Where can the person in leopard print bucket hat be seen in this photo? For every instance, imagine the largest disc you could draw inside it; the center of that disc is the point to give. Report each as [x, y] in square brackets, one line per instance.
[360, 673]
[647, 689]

==

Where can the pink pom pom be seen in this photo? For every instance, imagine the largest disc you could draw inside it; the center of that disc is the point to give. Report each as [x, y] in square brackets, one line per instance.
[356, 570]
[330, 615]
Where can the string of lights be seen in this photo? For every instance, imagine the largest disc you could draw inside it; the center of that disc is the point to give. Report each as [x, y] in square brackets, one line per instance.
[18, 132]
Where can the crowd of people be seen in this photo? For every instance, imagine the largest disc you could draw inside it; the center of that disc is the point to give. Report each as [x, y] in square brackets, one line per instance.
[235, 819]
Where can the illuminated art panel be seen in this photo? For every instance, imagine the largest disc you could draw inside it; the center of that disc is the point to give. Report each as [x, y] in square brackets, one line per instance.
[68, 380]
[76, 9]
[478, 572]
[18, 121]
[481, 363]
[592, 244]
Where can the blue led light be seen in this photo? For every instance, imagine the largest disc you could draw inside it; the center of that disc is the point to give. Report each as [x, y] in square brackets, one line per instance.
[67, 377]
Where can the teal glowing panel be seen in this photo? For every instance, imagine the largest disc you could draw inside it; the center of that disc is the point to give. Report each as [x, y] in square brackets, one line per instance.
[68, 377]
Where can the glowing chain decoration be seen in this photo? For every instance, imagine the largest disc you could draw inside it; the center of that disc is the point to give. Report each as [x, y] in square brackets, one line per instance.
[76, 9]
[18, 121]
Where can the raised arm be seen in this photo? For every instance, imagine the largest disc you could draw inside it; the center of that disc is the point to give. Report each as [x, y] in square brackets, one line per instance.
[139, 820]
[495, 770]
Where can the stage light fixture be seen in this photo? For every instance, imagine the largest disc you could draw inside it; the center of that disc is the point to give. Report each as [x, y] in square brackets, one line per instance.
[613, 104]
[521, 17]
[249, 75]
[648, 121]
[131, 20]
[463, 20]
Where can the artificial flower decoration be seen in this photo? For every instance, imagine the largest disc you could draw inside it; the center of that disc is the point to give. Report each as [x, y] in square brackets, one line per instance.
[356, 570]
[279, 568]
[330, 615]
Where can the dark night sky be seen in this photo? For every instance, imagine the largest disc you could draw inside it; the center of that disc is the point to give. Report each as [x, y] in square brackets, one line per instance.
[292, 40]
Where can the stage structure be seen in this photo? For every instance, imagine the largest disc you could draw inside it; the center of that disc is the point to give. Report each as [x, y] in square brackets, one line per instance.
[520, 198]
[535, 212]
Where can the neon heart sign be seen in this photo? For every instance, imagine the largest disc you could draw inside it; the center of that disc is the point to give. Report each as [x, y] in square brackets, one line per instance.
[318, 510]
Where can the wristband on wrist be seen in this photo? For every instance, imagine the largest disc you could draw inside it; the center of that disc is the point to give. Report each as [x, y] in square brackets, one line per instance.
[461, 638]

* * *

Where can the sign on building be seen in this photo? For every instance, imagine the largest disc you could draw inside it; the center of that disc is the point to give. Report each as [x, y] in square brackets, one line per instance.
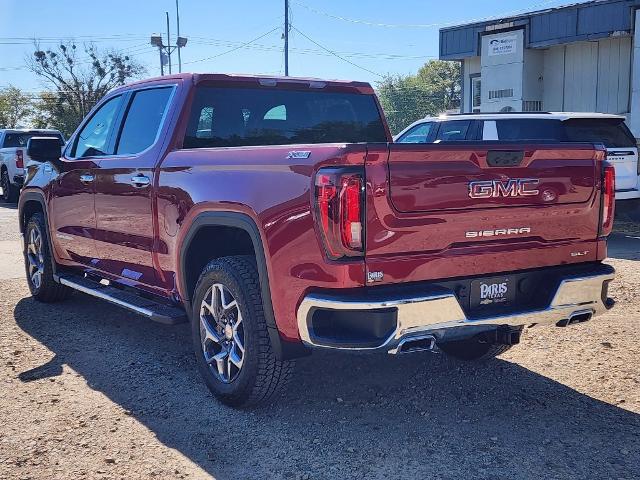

#### [AIM OF THE EXERCISE]
State how many lines of the listing above contain the word "person". Reply with the number alone.

#### [RESULT]
1